(Region labeling items)
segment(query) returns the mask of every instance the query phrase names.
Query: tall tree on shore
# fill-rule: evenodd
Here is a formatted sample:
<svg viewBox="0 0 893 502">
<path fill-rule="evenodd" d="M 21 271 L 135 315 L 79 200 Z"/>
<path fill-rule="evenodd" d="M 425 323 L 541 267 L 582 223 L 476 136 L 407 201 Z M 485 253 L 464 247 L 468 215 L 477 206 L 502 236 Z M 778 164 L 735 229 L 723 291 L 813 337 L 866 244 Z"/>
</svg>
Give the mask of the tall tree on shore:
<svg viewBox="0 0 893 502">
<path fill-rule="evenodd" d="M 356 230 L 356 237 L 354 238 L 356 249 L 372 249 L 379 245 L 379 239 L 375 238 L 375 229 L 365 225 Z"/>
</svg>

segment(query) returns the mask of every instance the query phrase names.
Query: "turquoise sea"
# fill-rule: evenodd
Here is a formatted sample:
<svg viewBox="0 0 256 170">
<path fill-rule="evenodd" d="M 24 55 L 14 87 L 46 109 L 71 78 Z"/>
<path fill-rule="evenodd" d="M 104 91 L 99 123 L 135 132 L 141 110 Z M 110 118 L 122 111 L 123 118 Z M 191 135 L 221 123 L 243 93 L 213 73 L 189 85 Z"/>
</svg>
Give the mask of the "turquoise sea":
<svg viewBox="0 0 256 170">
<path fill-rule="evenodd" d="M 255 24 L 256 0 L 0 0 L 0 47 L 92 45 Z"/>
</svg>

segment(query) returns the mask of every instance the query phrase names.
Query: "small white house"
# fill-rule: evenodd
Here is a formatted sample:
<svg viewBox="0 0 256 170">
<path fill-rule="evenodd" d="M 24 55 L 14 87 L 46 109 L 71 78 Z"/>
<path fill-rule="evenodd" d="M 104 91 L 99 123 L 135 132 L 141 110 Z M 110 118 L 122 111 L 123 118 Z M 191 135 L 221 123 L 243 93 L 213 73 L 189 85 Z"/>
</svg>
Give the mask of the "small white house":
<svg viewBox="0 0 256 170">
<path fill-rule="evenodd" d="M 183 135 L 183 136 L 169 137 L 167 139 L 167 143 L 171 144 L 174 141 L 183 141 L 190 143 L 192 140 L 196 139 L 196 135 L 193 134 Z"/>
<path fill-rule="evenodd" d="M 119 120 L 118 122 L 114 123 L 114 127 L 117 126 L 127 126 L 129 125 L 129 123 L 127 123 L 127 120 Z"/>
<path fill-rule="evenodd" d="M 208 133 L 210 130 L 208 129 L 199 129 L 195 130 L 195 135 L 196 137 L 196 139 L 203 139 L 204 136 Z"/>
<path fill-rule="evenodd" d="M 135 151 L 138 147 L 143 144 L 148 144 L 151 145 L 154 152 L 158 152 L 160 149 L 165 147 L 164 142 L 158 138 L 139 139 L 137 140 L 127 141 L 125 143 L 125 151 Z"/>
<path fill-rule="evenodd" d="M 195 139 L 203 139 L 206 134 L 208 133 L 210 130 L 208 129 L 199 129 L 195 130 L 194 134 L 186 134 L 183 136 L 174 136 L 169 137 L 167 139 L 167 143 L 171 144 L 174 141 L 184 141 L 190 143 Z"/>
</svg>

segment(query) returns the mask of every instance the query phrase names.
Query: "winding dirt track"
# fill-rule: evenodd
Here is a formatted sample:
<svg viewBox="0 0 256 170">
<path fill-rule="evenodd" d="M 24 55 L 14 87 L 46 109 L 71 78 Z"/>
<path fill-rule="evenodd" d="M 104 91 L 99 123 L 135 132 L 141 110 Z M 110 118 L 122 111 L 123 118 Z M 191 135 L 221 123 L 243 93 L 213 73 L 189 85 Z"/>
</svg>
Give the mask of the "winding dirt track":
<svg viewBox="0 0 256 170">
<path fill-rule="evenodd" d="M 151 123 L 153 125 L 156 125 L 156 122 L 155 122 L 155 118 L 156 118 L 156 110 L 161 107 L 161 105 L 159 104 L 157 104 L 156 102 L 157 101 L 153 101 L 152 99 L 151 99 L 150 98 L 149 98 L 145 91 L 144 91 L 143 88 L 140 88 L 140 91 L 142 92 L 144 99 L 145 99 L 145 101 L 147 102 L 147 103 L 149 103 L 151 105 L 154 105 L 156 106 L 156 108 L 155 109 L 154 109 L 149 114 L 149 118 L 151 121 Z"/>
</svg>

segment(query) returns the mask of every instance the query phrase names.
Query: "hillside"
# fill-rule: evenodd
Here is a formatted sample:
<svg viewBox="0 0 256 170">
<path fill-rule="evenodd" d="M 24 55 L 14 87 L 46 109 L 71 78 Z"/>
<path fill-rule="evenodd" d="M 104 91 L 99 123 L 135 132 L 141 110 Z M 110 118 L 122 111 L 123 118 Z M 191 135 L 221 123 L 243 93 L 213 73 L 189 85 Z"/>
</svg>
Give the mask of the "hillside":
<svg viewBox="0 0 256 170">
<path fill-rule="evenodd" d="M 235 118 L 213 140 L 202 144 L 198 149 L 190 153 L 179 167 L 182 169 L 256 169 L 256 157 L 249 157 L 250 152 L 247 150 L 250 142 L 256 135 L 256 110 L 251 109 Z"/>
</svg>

(To do) Type out the material again exactly as presented.

(Finished task)
segment(query) returns the mask of every instance the query phrase names.
Query: tall tree on shore
# fill-rule: evenodd
Here is a formatted sample:
<svg viewBox="0 0 893 502">
<path fill-rule="evenodd" d="M 21 271 L 135 315 L 79 200 Z"/>
<path fill-rule="evenodd" d="M 425 323 L 541 267 L 582 223 L 476 136 L 407 201 Z M 485 253 L 464 247 L 468 215 L 477 206 L 502 236 Z M 778 164 L 735 229 L 723 291 L 813 337 L 866 244 Z"/>
</svg>
Give the mask of the tall tree on shore:
<svg viewBox="0 0 893 502">
<path fill-rule="evenodd" d="M 356 230 L 356 237 L 354 238 L 356 249 L 372 249 L 379 245 L 379 239 L 375 238 L 375 229 L 365 225 Z"/>
</svg>

segment(query) returns the mask of every instance the query phrase names.
Query: "turquoise sea"
# fill-rule: evenodd
Here is a formatted sample:
<svg viewBox="0 0 256 170">
<path fill-rule="evenodd" d="M 24 55 L 14 87 L 46 109 L 71 78 Z"/>
<path fill-rule="evenodd" d="M 104 91 L 99 123 L 135 132 L 141 110 Z M 110 118 L 122 111 L 123 118 Z M 191 135 L 221 123 L 243 93 L 213 73 L 189 85 Z"/>
</svg>
Give the mask of the "turquoise sea":
<svg viewBox="0 0 256 170">
<path fill-rule="evenodd" d="M 255 24 L 256 0 L 0 0 L 0 47 L 92 45 Z"/>
</svg>

segment(query) returns the mask of every instance the query phrase names.
Query: "small white house"
# fill-rule: evenodd
Here is a formatted sample:
<svg viewBox="0 0 256 170">
<path fill-rule="evenodd" d="M 24 55 L 14 87 L 46 109 L 71 78 Z"/>
<path fill-rule="evenodd" d="M 104 91 L 99 123 L 135 132 L 141 110 Z M 110 118 L 122 111 L 123 118 Z M 191 135 L 221 123 L 243 93 L 213 73 L 189 85 Z"/>
</svg>
Give the mask of the "small white house":
<svg viewBox="0 0 256 170">
<path fill-rule="evenodd" d="M 183 135 L 183 136 L 169 137 L 167 139 L 167 143 L 171 144 L 174 141 L 183 141 L 190 143 L 192 140 L 196 139 L 196 135 L 193 134 Z"/>
<path fill-rule="evenodd" d="M 119 120 L 118 122 L 114 123 L 114 127 L 117 126 L 127 126 L 129 125 L 129 123 L 127 123 L 127 120 Z"/>
<path fill-rule="evenodd" d="M 208 133 L 210 130 L 208 129 L 199 129 L 195 130 L 195 135 L 196 137 L 196 139 L 203 139 L 204 136 Z"/>
<path fill-rule="evenodd" d="M 135 151 L 138 147 L 143 144 L 148 144 L 151 145 L 154 152 L 158 152 L 160 149 L 165 147 L 164 142 L 158 138 L 139 139 L 137 140 L 127 141 L 125 143 L 125 151 Z"/>
<path fill-rule="evenodd" d="M 195 139 L 203 139 L 206 134 L 208 133 L 210 130 L 208 129 L 199 129 L 195 130 L 194 134 L 186 134 L 183 136 L 174 136 L 169 137 L 167 139 L 167 143 L 171 144 L 174 141 L 184 141 L 190 143 Z"/>
</svg>

segment(query) returns the mask of every instance the query phrase names.
Query: "winding dirt track"
# fill-rule: evenodd
Here is a formatted sample:
<svg viewBox="0 0 256 170">
<path fill-rule="evenodd" d="M 24 55 L 14 87 L 46 109 L 71 78 Z"/>
<path fill-rule="evenodd" d="M 104 91 L 99 123 L 135 132 L 141 110 Z M 110 118 L 122 111 L 123 118 Z M 191 135 L 221 123 L 243 93 L 213 73 L 189 85 Z"/>
</svg>
Give the mask of the "winding dirt track":
<svg viewBox="0 0 256 170">
<path fill-rule="evenodd" d="M 151 123 L 153 125 L 156 125 L 156 122 L 155 122 L 155 118 L 156 118 L 156 110 L 161 107 L 161 105 L 159 104 L 157 104 L 156 102 L 157 101 L 153 101 L 152 99 L 151 99 L 150 98 L 149 98 L 145 91 L 144 91 L 143 88 L 140 88 L 140 91 L 142 92 L 144 99 L 145 99 L 145 101 L 147 102 L 147 103 L 149 103 L 151 105 L 154 105 L 156 106 L 156 108 L 155 109 L 154 109 L 149 114 L 149 118 L 151 121 Z"/>
</svg>

segment(query) returns the mask of every instance the query phrase names.
Query: "hillside"
# fill-rule: evenodd
Here is a formatted sample:
<svg viewBox="0 0 256 170">
<path fill-rule="evenodd" d="M 24 55 L 14 87 L 46 109 L 71 78 Z"/>
<path fill-rule="evenodd" d="M 104 91 L 99 123 L 135 132 L 141 110 Z M 110 118 L 122 111 L 123 118 Z M 191 135 L 221 123 L 243 93 L 213 73 L 189 85 Z"/>
</svg>
Give the mask of the "hillside":
<svg viewBox="0 0 256 170">
<path fill-rule="evenodd" d="M 235 118 L 213 140 L 202 144 L 198 149 L 190 153 L 179 167 L 182 169 L 256 169 L 256 157 L 249 157 L 250 152 L 247 150 L 250 142 L 256 135 L 256 110 L 251 109 Z"/>
</svg>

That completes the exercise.